▶ **EXCERPT PROVIDED**
Support WriteThrough on Value Struct

[jamescourtney]

With the changes in 5.7 to allow value-type structs, it now seems important to enable writethrough for these scenarios. Currently, WriteThrough is restricted to reference type structs. This issue tracks supporting writethrough at the table level for struct members:

table SomeTable (fs_writeThrough) // not allowed -- writethrough in tables need to be case-by-case.
{
    RefStruct : SomeReferenceStruct (fs_writeThrough); // OK
    ValueStruct : SomeValueStruct (fs_writeThrough); // also OK
    Str : string (fs_writeThrough); // Not OK -- strings are by-reference.
    Integer : int (fs_writeThrough); // OK
    OtherTable : OtherTable (fs_writeThrough); // Not OK -- tables are by-reference.

    // might be hard. Won't work for arrays of value structs. Only supported for List vectors.
    StructVector : [ValueStruct] (fs_writeThrough); 
}

There are some open questions:

• WriteThrough may fail if the item in the table is null. Should writeThrough in tables imply fs_forceWrite and required? This would guarantee that the writethrough element always had a spot in the buffer so writes could succeed.'

• Should we support setting the value of a struct that exists to null. This would require vtable updates and would make things odd:

  • Assert(table.Value is not null);
  • table.Value = null; // clears vtable and orphans a chunk of the buffer
  • table.Value = new Struct(); // no spot in the buffer for this now -- we don't know about that orphaned chunk any longer

[jamescourtney]

Alternatively, it may be possible to generate a "wrapper" struct that supports the writethrough metadata. This allows the "real" struct to continue to have the correct memory layout so it can get the benefits of MemoryMarshal serialization and deserialization, as well as support P/Invoke interop.

▶ **RECORDS PROVIDED**
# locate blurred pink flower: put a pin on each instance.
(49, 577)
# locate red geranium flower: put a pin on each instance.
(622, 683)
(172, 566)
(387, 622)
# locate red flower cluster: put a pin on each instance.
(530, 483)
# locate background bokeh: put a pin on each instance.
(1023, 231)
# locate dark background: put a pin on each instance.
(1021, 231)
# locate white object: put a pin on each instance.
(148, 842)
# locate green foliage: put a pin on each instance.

▶ **SET EXERCISE 1**
Retype the part of the write-through issue that opens with the words containing "Support WriteThrough on" and closes with "tables are by-reference.".
▶ **SET EXERCISE 2**
Translate this sentence from the write-through issue into Spanish: "Currently, WriteThrough is restricted to reference type structs."
▶ **SET EXERCISE 3**
Carry on writing the issue about write-through for value structs from the point where it stops.
The items are separate material and have nothing to do with the write-through issue.

▶ **EXPECTED OUTPUT 1**
Support WriteThrough on Value Struct

[jamescourtney]

With the changes in 5.7 to allow value-type structs, it now seems important to enable writethrough for these scenarios. Currently, WriteThrough is restricted to reference type structs. This issue tracks supporting writethrough at the table level for struct members:

table SomeTable (fs_writeThrough) // not allowed -- writethrough in tables need to be case-by-case.
{
    RefStruct : SomeReferenceStruct (fs_writeThrough); // OK
    ValueStruct : SomeValueStruct (fs_writeThrough); // also OK
    Str : string (fs_writeThrough); // Not OK -- strings are by-reference.
    Integer : int (fs_writeThrough); // OK
    OtherTable : OtherTable (fs_writeThrough); // Not OK -- tables are by-reference.

▶ **EXPECTED OUTPUT 2**
Actualmente, WriteThrough está restringido a los structs de tipo referencia.

▶ **EXPECTED OUTPUT 3**
Imagine Vec3:

struct Vec3 (fs_writeThrough)
{
     X : float;
     Y : float;
     Z : float;
}

FlatSharp could generate this as:

[FlatBufferStruct, StructLayout(LayoutKind.Explicit)]
public struct Vec3
{
     // First 12 bytes are reserved for the FlatBuffer memory layout.
     [FieldOffset(0)] public float X;
     [FieldOffset(4)] public float Y;
     [FieldOffset(8)] public float Z;
}

public struct Vec3_WriteThrough
{
    private IInputBuffer? buffer;
    private int offset;

    public Vec3 Vec3 { get; }

    public int X
    {
        get => this.Vec3.X;
        set
        {
             this.Vec3.X = value;
             if (this.buffer is not null)
             {
                    default(SpanWriter).WriteFloat(value, offset, buffer.GetMemory());
              }
        }
    }
}

This approach is more flexible insofar as it doesn't require a bunch of special rules anywhere outside the struct code. Tables and vectors no longer need any special logic.

[TYoungSL]

WriteThrough may fail if the item in the table is null. Should writeThrough in tables imply fs_forceWrite and required? This would guarantee that the writethrough element always had a spot in the buffer so writes could succeed.'

Could issue a warning that without fs_forceWrite or required also specified, the field may throw a NullReferenceException (or a FlatSharp specific exception) if it is absent.

If the table's vtable struct field offset is zero or trimmed, manually throw instead of returning. In the case it's defaulted, that's still a problem (fs_forceWrite would solve).

Should be less work to throw. In most cases (like Vec3) the field should simply be required, though an example of usage we've come across would be an optional Matrix4x4. We ended up marking it required anyway but there are possibilities that it could be absent or defaulted. All of our Vector3-alikes tend to be in vectors themselves.

You can't actually imply required because another fbs compiler wouldn't have the same rule, you'd have to just yell at the user to add it.

[jamescourtney]

Good thoughts, thanks @TYoungSL!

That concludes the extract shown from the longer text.